__EXERCISE A__: Copy the Choke synopsis word for word from "Synopses & Reviews" to "and teeth-rattlingly funny.".
__EXERCISE B__: According to the Choke synopsis, whose black humor has Chuck Palahniuk retooled for the millennial age?
__EXERCISE C__: Sum up the Choke synopsis in two sentences.

__TEXT FOR ANALYSIS__:
Synopses & Reviews
From the author of the international sensation Fight Club, a powerful (and hilarious) novel about love and strife between mothers and sons, the addictive power of sex, the terrors of aging, the ugly truth about historical theme parks, and much else...
Fight Club, Chuck Palahniuk's controversial and blazingly original debut novel, introduced a fresh and even renegade talent to American fiction, one who has retooled the classic black humor of Terry Southern and Kurt Vonnegut for the lunacy of the millennial age. In his new novel, Choke, he gives readers a vision of life and love and sex and mortality that is both chillingly brilliant and teeth-rattlingly funny.

Referring expression data:
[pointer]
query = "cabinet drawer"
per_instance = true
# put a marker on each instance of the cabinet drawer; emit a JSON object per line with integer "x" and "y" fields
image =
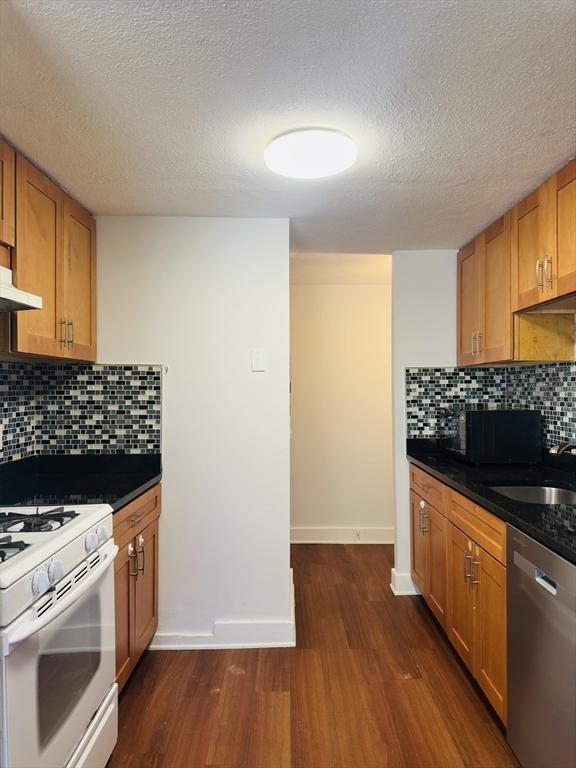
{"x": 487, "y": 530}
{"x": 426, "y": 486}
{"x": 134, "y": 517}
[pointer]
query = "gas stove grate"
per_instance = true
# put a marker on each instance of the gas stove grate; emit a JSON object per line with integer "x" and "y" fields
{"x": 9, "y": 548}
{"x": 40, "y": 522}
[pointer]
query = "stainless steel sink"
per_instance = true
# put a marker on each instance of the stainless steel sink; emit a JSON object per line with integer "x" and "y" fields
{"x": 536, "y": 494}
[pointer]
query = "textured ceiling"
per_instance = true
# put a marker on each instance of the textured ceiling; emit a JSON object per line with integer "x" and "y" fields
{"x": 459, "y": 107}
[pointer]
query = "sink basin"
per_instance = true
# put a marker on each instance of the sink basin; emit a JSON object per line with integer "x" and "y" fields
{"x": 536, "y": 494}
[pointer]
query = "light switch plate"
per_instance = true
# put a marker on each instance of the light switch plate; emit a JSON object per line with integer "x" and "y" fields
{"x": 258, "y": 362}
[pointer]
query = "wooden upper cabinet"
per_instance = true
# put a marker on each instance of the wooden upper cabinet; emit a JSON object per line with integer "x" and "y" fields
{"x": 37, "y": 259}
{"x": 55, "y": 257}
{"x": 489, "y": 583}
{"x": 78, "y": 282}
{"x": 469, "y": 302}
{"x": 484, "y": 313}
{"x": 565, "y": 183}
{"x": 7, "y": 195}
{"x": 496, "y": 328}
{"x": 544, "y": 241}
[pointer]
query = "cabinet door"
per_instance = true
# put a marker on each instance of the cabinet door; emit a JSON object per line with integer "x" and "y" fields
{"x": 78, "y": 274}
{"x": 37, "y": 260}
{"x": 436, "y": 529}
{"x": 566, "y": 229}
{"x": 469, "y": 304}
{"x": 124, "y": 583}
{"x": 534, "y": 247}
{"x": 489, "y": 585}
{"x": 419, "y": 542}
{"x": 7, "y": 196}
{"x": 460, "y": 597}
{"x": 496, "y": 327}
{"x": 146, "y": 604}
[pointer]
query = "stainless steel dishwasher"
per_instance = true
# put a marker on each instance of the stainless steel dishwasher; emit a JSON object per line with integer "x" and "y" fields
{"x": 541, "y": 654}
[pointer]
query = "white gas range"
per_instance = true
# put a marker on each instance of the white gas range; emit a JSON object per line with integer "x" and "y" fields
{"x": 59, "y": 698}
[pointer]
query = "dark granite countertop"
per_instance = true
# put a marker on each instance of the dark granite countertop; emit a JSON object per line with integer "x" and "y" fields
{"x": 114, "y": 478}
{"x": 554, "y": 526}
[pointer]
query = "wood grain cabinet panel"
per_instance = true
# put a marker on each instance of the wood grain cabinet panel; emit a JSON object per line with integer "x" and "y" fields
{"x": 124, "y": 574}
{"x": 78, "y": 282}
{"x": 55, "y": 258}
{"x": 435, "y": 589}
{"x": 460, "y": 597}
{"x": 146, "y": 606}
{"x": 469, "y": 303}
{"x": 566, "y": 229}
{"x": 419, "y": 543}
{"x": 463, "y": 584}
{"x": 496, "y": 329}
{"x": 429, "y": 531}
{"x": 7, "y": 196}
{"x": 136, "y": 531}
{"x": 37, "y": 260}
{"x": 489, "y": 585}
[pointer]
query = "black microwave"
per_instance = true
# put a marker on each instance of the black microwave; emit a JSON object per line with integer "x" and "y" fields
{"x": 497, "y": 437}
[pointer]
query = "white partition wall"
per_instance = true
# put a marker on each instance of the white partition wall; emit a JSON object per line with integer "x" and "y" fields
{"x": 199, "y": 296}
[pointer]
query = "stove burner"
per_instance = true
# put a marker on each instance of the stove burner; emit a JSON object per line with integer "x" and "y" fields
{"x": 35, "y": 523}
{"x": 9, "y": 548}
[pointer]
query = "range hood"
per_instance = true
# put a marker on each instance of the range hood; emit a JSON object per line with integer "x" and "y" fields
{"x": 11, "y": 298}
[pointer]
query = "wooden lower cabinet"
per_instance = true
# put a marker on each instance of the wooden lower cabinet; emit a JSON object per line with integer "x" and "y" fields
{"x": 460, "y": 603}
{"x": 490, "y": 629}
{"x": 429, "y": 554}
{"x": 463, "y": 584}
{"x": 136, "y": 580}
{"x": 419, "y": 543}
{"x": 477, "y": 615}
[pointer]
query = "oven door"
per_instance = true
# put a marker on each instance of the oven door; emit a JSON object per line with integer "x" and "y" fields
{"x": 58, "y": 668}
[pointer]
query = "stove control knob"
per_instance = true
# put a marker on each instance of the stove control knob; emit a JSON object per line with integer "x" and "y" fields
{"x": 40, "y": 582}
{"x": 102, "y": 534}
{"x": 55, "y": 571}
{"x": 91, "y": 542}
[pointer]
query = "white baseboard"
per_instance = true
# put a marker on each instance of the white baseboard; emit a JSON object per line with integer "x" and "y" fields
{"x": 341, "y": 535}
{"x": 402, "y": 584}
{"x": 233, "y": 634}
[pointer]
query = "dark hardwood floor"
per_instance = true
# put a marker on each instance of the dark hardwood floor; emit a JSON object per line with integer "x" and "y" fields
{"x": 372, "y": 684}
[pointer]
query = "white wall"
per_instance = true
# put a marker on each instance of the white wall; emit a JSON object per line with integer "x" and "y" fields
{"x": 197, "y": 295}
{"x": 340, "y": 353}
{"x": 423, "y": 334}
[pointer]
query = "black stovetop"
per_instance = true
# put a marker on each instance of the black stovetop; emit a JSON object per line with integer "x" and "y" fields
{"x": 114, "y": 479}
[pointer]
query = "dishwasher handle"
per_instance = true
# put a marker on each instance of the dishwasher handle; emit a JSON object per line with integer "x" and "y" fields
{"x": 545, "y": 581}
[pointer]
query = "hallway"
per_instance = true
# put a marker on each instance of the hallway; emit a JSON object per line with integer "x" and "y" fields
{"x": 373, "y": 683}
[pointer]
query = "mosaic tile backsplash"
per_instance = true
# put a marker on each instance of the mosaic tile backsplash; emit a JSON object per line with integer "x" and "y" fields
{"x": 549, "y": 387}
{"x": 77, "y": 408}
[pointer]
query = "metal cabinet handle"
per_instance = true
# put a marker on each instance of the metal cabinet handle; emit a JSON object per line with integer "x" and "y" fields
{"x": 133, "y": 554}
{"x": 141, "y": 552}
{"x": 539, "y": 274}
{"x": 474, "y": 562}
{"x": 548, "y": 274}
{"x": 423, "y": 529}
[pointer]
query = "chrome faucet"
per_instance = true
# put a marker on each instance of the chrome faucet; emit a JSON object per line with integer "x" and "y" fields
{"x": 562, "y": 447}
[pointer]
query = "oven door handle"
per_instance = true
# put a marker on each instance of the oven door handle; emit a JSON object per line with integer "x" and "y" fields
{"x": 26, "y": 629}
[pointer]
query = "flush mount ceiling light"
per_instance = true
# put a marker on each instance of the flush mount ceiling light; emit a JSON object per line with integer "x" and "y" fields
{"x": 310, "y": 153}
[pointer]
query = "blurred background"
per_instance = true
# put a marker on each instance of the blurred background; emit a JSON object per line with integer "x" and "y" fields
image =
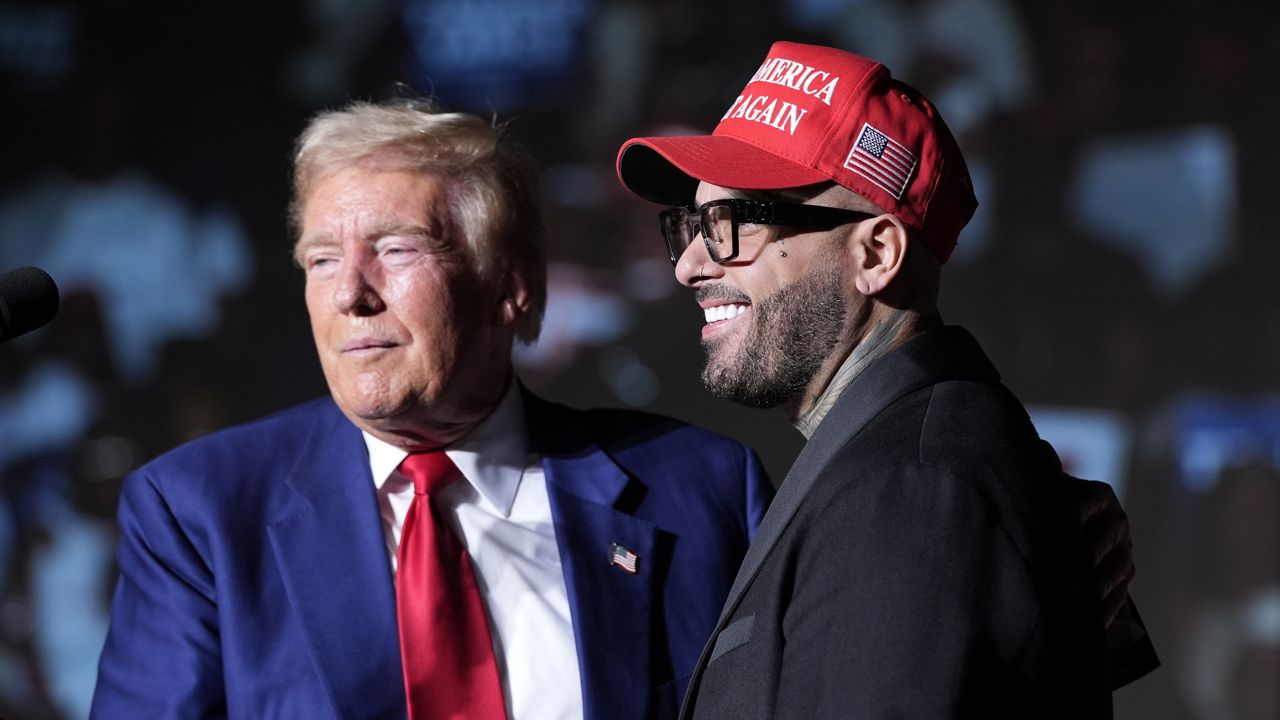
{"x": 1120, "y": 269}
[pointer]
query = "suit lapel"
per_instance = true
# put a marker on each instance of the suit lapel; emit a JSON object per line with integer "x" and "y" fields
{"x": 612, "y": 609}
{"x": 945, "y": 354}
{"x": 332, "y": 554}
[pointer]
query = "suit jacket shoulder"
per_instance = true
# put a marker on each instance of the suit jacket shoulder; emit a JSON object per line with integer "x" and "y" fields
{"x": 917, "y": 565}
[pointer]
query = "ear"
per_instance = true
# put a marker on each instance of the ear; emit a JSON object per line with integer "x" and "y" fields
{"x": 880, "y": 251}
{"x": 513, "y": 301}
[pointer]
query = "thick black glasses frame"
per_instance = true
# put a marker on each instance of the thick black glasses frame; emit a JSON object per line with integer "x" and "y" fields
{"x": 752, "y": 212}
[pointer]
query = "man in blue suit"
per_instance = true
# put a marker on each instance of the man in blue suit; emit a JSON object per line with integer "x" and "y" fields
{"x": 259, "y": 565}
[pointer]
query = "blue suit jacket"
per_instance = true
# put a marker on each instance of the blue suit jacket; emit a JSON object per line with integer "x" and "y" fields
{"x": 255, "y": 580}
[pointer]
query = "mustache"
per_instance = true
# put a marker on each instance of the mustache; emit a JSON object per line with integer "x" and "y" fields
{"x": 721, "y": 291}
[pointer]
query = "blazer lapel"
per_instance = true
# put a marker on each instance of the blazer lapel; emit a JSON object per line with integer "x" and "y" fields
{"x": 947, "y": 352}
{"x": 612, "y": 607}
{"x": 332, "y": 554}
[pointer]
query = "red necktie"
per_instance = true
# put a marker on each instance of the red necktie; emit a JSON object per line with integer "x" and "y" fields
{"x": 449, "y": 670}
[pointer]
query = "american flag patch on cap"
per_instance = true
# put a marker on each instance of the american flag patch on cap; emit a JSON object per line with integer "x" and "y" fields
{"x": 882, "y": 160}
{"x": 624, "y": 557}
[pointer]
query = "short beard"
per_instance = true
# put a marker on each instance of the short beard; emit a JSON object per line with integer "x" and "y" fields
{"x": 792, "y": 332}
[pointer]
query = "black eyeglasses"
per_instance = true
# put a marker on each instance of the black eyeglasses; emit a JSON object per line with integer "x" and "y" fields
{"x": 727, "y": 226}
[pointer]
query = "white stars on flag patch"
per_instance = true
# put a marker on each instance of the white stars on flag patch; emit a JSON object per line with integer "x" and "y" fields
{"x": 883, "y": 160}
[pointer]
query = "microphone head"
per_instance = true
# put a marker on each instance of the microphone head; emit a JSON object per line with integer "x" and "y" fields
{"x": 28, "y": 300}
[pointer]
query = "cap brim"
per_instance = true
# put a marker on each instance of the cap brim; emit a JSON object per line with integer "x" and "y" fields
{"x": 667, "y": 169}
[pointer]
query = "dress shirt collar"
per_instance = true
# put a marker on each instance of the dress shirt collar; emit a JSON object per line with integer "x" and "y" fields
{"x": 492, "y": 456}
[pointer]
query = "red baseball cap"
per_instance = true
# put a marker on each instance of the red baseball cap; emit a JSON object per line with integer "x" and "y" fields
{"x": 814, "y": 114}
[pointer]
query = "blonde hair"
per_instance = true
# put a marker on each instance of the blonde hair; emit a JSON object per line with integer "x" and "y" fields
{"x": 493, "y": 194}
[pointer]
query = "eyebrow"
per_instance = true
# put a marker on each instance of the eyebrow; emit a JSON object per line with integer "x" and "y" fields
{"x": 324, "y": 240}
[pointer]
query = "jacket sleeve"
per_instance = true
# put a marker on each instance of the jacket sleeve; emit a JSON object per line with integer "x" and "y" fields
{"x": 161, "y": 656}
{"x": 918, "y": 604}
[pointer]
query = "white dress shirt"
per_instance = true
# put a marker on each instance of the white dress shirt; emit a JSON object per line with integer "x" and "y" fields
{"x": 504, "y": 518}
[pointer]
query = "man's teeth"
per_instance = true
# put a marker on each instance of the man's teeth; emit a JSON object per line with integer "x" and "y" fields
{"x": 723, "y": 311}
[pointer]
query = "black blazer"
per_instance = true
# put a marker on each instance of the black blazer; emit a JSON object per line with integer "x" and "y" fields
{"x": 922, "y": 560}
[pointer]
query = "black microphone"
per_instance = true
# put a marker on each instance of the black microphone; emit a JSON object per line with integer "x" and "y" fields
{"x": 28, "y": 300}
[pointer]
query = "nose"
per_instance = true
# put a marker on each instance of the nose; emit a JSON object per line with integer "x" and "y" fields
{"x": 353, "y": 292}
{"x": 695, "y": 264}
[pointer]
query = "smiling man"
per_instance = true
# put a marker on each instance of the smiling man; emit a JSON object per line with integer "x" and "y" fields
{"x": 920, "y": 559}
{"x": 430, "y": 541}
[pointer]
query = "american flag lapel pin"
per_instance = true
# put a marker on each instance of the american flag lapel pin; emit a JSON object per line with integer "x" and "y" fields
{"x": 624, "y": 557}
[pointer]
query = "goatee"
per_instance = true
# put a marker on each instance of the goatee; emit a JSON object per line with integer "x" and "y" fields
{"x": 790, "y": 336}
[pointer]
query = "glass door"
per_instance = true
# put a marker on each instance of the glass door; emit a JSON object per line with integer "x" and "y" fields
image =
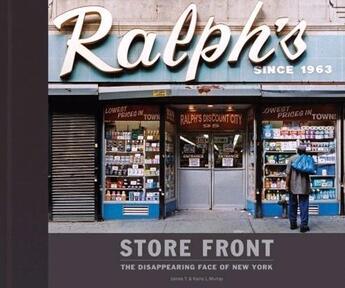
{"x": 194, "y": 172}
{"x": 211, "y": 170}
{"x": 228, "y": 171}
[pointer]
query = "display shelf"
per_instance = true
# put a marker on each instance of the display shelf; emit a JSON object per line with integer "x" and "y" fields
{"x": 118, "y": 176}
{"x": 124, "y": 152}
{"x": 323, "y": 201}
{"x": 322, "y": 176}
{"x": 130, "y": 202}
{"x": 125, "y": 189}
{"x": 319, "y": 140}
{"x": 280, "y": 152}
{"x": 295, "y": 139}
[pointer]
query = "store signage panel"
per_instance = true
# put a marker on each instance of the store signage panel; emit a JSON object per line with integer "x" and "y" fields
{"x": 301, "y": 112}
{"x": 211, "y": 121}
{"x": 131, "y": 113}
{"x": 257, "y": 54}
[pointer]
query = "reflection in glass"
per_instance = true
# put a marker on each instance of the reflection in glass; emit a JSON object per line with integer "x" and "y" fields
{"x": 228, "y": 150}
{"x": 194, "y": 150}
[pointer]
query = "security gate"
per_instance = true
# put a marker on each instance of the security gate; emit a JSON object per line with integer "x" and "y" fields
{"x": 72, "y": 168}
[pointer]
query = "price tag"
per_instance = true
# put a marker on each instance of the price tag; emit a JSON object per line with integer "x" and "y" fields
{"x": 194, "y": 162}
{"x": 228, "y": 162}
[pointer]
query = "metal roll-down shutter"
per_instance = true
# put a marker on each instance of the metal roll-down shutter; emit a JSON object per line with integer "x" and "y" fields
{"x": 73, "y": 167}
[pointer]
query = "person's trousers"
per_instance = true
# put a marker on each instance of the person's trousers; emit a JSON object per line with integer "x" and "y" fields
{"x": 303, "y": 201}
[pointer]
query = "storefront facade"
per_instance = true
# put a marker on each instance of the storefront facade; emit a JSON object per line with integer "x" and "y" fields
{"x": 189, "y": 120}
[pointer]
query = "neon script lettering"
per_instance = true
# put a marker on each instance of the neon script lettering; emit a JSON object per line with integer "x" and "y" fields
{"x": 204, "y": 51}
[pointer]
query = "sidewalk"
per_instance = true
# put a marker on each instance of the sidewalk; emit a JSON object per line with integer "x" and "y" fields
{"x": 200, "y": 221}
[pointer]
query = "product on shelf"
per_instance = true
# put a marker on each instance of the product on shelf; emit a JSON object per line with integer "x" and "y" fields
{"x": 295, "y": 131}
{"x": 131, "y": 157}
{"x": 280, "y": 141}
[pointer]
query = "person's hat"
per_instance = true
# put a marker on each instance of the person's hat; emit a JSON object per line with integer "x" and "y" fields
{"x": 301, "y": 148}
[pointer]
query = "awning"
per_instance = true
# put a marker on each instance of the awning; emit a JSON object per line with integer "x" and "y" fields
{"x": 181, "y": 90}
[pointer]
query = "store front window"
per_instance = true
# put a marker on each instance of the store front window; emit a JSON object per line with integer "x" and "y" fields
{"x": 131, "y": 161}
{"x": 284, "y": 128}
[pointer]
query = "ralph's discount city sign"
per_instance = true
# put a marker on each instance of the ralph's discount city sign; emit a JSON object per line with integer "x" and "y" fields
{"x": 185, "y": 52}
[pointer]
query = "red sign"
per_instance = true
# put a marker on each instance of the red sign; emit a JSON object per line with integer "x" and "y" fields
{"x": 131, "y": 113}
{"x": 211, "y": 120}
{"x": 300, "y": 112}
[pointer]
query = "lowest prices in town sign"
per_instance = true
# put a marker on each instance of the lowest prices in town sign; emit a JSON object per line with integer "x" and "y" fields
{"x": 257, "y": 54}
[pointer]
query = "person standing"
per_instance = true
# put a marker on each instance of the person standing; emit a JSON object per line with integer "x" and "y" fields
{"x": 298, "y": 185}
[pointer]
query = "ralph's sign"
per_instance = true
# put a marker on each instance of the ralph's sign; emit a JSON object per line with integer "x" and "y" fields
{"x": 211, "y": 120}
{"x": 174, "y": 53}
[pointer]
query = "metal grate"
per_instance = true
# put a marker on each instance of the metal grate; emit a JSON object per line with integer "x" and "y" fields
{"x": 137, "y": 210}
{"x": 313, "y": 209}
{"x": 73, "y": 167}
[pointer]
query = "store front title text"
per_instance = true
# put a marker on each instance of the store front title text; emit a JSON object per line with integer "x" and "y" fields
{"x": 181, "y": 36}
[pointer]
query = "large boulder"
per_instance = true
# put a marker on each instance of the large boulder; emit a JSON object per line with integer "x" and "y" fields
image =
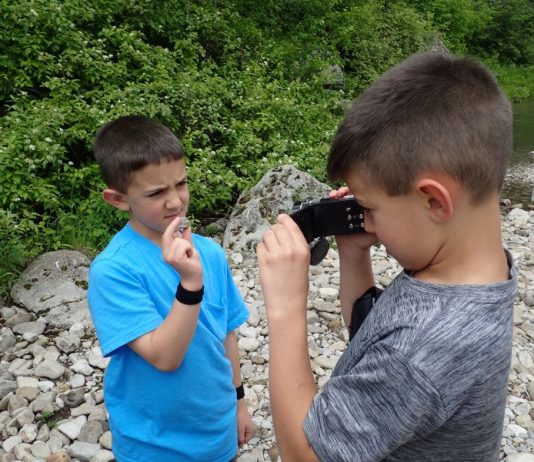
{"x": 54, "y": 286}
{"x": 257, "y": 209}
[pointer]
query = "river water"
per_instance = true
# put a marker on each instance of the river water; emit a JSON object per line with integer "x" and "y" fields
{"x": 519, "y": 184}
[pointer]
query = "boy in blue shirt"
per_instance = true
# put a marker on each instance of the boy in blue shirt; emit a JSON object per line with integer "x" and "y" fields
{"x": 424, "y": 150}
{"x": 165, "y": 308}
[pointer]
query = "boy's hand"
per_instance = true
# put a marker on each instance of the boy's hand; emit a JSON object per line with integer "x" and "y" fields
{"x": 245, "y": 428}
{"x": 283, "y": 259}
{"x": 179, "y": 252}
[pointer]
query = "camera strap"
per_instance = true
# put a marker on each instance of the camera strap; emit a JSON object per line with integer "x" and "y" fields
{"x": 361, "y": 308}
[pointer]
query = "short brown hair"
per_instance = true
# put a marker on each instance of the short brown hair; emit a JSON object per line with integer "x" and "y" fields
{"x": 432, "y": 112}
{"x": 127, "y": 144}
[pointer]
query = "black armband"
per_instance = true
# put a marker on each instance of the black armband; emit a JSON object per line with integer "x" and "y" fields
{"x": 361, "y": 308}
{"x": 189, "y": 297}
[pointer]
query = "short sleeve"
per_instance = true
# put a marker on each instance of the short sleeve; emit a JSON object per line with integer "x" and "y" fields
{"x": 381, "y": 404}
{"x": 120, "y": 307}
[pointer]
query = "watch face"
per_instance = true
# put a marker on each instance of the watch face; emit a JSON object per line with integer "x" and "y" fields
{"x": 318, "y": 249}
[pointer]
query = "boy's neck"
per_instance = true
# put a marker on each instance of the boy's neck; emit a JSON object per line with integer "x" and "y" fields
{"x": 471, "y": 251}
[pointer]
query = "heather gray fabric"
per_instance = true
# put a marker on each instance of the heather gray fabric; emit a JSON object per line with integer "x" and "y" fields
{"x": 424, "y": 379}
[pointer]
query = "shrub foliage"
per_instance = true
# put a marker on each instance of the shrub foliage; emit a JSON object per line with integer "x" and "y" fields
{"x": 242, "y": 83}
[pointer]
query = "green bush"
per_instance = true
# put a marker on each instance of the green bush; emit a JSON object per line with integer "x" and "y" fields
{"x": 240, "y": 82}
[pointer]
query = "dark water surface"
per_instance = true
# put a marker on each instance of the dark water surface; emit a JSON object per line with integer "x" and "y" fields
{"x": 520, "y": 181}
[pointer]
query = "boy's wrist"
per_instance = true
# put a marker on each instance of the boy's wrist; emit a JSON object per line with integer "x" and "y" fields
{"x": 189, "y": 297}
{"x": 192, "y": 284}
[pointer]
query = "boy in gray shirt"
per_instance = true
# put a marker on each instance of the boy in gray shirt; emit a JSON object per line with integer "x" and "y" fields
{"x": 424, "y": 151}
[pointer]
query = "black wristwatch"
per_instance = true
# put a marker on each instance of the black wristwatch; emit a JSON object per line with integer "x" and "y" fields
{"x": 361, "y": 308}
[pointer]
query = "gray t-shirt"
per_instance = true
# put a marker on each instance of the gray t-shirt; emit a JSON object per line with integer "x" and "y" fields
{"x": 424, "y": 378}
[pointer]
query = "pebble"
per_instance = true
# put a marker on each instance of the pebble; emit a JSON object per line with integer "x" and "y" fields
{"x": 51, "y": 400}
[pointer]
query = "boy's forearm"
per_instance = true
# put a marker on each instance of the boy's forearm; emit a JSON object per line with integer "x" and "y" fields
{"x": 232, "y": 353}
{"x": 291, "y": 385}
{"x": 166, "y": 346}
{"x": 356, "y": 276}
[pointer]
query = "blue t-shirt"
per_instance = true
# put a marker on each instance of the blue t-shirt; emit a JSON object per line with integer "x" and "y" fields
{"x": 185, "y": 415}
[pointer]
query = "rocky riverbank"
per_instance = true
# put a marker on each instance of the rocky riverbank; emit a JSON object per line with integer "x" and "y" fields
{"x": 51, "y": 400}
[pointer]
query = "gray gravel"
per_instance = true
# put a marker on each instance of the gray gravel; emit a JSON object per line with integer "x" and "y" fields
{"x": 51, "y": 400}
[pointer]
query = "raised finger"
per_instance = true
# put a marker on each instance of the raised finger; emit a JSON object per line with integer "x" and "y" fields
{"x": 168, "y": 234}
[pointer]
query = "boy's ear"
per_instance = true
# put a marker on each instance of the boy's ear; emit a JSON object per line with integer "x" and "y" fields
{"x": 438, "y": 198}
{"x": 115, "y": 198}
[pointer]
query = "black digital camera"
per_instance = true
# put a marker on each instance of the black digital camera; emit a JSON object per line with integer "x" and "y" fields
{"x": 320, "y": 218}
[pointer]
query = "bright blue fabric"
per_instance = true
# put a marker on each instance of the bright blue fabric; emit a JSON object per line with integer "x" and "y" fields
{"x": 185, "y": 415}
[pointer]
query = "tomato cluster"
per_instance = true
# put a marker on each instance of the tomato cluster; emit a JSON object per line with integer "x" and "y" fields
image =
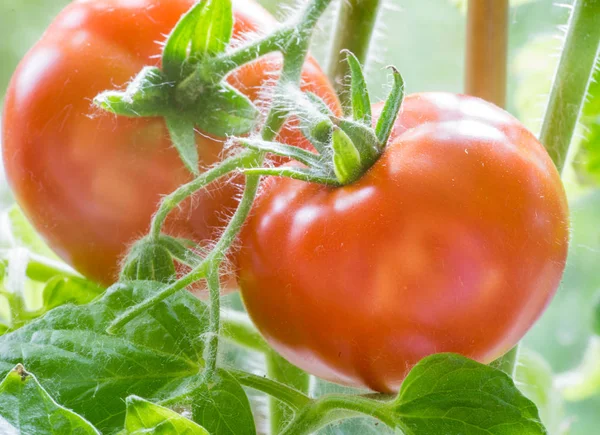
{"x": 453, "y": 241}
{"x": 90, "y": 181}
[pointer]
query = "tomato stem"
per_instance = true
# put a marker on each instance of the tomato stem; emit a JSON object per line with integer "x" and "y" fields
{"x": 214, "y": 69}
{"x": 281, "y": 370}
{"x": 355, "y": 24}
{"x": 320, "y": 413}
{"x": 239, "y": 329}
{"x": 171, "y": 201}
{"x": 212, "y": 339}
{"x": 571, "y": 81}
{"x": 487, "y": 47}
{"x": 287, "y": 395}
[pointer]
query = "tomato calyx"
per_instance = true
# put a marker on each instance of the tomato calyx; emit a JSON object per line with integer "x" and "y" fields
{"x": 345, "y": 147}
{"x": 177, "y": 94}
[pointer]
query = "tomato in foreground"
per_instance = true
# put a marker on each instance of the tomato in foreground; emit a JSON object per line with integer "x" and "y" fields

__EXERCISE SOLUTION A__:
Synopses & Reviews
From the author of the international sensation Fight Club, a powerful (and hilarious) novel about love and strife between mothers and sons, the addictive power of sex, the terrors of aging, the ugly truth about historical theme parks, and much else...
Fight Club, Chuck Palahniuk's controversial and blazingly original debut novel, introduced a fresh and even renegade talent to American fiction, one who has retooled the classic black humor of Terry Southern and Kurt Vonnegut for the lunacy of the millennial age. In his new novel, Choke, he gives readers a vision of life and love and sex and mortality that is both chillingly brilliant and teeth-rattlingly funny.

__EXERCISE SOLUTION B__: Terry Southern and Kurt Vonnegut.

__EXERCISE SOLUTION C__: Chuck Palahniuk's debut novel, Fight Club, introduced him as a fresh and renegade talent who retooled the black humor of Terry Southern and Kurt Vonnegut for the millennial age. His new novel, Choke, is a chillingly brilliant and very funny look at love, sex, aging, mortality, mothers and sons, and historical theme parks.